§ **Stated task**: Copy out every line of the records from the one holding "Target: smoke plume" through the end of the records, both included, and increase each coordinate in the answers by 74.
[START]
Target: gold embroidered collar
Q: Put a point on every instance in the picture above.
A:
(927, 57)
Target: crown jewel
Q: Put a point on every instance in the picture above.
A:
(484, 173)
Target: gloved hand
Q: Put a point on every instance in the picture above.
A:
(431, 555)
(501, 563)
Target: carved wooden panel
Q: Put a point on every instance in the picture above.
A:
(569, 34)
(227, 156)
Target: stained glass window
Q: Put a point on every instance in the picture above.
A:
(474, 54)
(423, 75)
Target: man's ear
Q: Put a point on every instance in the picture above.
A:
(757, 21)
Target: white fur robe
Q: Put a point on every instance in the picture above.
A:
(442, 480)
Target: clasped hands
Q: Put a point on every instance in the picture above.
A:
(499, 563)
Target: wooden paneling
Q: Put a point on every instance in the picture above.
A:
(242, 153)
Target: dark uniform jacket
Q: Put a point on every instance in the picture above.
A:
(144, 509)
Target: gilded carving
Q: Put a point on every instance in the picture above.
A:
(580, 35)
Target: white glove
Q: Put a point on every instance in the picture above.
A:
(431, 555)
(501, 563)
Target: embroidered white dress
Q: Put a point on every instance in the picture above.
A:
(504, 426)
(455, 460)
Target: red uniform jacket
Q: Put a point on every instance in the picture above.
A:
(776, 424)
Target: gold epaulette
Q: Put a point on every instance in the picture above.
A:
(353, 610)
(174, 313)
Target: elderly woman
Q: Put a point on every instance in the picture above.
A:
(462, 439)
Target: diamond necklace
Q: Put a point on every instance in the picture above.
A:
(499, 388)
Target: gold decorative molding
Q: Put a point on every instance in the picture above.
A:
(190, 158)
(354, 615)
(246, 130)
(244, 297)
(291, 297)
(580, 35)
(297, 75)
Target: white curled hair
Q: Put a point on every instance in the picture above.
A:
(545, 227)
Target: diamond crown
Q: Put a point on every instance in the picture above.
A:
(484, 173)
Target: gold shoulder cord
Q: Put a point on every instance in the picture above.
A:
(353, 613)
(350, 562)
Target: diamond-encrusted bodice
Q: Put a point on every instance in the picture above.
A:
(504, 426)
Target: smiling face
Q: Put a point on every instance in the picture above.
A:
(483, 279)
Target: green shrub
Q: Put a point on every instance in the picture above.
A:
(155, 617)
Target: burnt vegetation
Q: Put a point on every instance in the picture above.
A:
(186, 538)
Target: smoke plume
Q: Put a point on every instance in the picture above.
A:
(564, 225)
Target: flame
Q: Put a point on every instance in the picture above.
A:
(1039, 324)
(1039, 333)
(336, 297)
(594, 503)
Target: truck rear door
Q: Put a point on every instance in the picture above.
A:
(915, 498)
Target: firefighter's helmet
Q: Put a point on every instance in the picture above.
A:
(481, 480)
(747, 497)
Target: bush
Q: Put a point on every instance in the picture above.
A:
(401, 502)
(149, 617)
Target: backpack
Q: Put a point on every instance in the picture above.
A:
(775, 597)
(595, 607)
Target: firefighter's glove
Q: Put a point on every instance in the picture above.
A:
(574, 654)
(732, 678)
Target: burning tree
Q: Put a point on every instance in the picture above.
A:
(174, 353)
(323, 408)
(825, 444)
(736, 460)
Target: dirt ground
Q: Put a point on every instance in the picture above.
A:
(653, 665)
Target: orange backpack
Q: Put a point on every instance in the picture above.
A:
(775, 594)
[END]
§ **Output for this exercise**:
Target: smoke plume
Q: Put a point on every instance in the picture above.
A:
(638, 299)
Target: flame
Q: Put a point on every instance in the picture above.
A:
(1113, 398)
(1113, 407)
(410, 371)
(668, 577)
Target: truck rear door
Q: Put a point on every instance in the picture above.
A:
(989, 572)
Target: firefighter's helmet
Q: Put a point on every instance in the picture above.
A:
(555, 554)
(821, 571)
Target: bush
Q: Put a point on every instance in the picture above.
A:
(475, 576)
(223, 691)
Target: backpack
Q: Put a point on every instance in the picture above.
A:
(849, 671)
(669, 681)
Target: firefighter's glove
Q: Put a point on every instance in the picture above.
A:
(648, 728)
(806, 752)
Target: burning tree
Q: Put a point on every instance in the picture above.
A:
(248, 427)
(397, 482)
(899, 518)
(810, 534)
Target: dirt ground
Q: Put a point on every instance in the picture above.
A:
(727, 739)
Target: orange backpack
Q: Put a point on every instance in the picture above.
A:
(849, 668)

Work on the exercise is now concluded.